"as point(137, 451)." içeren satırdan başlayıp "point(477, 283)" içeren satırla biten öğeleri, istekler dahil ve iki uç da içinde olmak üzere, yanıtlardaki her koordinat sayısına 62 ekleyerek yalnızca bu satırları yeniden yazar mısın? İsteklerdeki sayılar ile biçim örneklerindeki sayılar olduğu gibi kalsın.

━━━━━━━━━━━━━━━━━━━━

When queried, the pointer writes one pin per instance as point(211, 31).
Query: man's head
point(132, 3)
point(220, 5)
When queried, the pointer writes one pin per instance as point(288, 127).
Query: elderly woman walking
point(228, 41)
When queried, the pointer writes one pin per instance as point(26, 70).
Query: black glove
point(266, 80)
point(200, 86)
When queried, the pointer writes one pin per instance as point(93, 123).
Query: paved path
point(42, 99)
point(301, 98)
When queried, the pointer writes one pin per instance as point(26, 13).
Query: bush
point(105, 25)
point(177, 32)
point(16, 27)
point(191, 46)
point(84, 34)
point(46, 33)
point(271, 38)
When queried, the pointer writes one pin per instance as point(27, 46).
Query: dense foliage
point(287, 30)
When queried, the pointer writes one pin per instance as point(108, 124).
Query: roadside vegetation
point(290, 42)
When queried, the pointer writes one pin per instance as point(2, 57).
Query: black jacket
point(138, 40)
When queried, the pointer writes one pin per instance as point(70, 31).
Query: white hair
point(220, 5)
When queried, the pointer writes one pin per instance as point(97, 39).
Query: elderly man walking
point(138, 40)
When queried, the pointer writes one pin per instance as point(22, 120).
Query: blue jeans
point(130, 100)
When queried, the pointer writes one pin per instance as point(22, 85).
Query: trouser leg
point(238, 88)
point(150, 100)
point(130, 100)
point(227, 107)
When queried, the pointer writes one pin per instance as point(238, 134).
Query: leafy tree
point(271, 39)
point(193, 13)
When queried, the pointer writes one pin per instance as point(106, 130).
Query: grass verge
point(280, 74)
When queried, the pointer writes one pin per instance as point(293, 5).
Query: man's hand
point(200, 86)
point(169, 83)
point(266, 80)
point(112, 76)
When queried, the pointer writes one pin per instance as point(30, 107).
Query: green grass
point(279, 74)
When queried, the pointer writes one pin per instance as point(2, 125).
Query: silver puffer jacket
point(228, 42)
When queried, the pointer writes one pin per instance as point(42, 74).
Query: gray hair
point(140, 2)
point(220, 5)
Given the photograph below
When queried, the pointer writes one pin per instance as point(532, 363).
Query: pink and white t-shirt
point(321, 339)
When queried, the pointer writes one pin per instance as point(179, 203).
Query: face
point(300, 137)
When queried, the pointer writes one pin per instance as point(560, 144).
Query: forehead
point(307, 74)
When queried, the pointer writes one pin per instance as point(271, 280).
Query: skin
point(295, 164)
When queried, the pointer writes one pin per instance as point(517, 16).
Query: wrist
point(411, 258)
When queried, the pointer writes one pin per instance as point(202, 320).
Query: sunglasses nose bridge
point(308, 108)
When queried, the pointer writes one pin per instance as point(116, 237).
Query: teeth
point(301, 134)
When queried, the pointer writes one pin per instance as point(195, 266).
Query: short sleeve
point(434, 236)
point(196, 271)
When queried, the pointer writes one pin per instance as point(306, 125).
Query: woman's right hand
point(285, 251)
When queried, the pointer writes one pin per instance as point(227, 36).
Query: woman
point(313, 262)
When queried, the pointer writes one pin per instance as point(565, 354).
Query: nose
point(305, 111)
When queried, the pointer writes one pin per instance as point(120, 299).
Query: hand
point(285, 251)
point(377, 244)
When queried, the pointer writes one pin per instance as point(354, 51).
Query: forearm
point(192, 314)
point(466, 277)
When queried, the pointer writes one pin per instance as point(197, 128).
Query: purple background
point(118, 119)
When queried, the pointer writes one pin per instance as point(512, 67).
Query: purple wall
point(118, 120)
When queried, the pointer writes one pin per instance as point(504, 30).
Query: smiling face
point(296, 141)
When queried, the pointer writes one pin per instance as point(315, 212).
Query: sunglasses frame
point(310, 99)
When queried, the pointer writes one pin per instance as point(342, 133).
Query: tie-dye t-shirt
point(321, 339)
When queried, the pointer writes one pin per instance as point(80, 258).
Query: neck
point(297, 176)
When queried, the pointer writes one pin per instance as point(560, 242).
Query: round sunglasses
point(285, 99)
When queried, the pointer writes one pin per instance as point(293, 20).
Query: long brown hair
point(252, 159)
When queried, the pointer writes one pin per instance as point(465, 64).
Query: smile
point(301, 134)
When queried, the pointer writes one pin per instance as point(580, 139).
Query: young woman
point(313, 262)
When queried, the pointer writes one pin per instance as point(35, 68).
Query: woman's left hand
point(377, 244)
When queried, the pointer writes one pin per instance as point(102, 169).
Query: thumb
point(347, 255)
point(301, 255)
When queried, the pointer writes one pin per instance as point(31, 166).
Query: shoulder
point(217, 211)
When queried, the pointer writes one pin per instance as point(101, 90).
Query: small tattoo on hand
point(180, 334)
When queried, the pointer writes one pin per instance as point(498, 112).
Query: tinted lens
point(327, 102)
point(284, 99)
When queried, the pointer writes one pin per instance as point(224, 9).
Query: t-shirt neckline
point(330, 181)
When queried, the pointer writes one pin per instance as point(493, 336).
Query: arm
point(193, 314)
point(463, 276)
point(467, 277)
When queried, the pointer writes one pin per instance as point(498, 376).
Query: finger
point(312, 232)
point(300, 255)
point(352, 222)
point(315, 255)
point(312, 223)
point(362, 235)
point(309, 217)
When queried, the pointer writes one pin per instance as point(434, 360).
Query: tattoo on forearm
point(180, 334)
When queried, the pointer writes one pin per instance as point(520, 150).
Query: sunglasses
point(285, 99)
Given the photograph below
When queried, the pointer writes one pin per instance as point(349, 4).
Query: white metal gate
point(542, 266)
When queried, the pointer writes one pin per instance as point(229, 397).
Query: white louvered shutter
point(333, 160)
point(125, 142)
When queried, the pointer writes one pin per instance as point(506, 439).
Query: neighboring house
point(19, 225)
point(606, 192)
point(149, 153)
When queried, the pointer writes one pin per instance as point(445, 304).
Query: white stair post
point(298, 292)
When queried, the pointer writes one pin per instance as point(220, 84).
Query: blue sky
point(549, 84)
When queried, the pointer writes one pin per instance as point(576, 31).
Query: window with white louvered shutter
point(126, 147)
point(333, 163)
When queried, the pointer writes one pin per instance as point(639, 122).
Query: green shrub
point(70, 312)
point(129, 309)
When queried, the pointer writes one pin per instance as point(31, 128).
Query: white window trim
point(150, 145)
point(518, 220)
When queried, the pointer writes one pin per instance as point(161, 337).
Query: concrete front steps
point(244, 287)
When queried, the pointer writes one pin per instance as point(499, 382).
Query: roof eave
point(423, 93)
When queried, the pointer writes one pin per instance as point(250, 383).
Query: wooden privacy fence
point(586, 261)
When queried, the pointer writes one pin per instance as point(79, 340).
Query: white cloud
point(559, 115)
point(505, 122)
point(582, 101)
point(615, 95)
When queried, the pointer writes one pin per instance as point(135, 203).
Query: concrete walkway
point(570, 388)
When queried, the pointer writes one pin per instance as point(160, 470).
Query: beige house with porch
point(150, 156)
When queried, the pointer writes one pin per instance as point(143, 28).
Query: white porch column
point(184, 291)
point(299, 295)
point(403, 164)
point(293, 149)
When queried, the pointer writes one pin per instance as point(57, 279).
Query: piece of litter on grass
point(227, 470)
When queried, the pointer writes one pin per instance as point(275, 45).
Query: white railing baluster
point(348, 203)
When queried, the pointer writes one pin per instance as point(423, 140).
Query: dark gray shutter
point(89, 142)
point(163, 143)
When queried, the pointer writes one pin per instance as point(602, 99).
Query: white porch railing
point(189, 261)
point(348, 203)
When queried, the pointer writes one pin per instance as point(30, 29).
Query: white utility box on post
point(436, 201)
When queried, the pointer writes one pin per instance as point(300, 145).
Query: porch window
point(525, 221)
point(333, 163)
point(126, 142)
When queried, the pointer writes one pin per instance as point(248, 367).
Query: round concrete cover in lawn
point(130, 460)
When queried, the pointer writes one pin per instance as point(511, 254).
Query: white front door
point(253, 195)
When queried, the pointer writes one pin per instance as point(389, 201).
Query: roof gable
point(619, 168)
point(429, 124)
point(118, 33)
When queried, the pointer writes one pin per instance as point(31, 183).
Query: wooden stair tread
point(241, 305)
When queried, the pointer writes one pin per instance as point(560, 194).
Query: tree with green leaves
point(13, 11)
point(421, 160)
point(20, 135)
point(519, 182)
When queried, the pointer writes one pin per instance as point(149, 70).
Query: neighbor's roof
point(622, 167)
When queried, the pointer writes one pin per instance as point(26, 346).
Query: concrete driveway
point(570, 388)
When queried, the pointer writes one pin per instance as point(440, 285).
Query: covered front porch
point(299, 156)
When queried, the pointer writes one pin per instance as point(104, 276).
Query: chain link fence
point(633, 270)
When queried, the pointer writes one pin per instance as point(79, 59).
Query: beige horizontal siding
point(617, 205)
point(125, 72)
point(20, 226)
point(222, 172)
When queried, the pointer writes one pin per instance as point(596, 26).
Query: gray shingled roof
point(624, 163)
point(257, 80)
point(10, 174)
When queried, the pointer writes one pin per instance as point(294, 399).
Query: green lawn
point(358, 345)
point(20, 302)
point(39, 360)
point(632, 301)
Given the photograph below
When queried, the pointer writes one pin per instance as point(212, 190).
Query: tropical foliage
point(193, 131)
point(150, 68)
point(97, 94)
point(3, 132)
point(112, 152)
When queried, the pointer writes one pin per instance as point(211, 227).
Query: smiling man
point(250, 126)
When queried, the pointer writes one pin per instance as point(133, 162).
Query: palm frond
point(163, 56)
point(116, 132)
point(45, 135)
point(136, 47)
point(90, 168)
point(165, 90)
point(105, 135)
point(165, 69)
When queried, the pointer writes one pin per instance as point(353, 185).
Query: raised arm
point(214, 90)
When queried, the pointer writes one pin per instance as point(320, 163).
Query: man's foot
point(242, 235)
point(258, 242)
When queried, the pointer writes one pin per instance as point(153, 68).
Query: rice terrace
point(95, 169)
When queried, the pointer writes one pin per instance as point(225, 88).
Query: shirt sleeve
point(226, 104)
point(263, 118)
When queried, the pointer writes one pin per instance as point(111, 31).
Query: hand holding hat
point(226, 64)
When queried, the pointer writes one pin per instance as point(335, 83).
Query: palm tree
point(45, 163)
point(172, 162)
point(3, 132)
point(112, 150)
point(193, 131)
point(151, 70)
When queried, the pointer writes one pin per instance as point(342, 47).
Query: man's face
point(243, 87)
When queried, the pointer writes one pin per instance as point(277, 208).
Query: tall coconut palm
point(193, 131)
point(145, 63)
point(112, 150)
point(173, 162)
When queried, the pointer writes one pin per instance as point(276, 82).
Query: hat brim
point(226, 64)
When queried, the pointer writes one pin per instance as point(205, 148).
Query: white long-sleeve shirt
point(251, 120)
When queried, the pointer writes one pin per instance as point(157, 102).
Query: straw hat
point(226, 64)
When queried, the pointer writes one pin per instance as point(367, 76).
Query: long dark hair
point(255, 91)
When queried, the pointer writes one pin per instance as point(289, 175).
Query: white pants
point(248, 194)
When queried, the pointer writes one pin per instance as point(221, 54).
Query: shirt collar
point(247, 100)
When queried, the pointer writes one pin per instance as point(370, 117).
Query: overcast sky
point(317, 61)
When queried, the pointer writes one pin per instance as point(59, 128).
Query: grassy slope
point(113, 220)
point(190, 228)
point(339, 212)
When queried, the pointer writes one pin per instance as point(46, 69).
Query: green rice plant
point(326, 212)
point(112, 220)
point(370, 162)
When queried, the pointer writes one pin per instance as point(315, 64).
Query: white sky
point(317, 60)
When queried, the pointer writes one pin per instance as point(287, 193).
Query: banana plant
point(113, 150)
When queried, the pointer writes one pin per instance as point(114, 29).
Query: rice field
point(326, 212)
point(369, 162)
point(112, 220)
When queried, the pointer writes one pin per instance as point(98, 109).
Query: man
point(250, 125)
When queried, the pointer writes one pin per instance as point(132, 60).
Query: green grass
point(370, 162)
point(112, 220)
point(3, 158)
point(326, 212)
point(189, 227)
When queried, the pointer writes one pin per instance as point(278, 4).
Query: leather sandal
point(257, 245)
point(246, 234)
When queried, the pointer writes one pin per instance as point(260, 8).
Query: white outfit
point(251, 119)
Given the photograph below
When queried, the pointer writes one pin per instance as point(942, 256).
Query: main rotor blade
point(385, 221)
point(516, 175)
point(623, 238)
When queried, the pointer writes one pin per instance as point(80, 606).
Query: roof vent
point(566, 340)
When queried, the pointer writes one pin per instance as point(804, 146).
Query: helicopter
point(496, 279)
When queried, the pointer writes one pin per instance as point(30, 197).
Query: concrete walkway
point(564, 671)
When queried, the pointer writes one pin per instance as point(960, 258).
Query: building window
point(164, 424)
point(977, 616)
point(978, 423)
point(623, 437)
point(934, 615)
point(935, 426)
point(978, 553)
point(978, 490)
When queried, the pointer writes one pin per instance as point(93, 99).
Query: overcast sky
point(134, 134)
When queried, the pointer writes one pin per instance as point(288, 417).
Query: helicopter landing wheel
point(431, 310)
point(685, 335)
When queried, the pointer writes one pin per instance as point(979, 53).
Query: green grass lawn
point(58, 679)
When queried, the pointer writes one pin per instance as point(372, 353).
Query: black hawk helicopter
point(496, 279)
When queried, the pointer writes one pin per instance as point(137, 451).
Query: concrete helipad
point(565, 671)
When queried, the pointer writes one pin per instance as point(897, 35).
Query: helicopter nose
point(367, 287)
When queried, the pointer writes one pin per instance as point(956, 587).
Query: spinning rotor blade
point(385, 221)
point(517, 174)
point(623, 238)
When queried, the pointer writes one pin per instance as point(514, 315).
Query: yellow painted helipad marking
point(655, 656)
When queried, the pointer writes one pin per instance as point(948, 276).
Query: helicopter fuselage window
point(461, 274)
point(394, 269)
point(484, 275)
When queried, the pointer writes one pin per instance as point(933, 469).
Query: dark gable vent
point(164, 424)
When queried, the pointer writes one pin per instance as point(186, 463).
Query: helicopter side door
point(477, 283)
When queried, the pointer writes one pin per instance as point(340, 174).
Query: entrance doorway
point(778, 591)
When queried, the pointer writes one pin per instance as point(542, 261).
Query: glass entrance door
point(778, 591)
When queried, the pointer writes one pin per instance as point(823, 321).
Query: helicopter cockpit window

━━━━━━━━━━━━━━━━━━━━

▶ Görev çıktısı
When queried, the pointer writes one pin per instance as point(137, 451).
Query: concrete helipad
point(627, 733)
When queried, the pointer writes one pin per instance as point(897, 35).
Query: helicopter nose
point(429, 349)
When queried, the pointer writes one pin per instance as point(956, 587).
Query: spinning rotor blade
point(447, 283)
point(579, 236)
point(685, 300)
When queried, the pointer writes one pin per instance as point(514, 315).
Query: yellow painted helipad marking
point(717, 718)
When queried, the pointer writes one pin per instance as point(948, 276).
Query: helicopter fuselage window
point(523, 336)
point(456, 331)
point(546, 337)
When queried, the pointer writes one pin per instance as point(933, 469).
Query: dark gable vent
point(226, 486)
When queried, the pointer writes one pin per instance as point(186, 463).
Query: helicopter side door
point(539, 345)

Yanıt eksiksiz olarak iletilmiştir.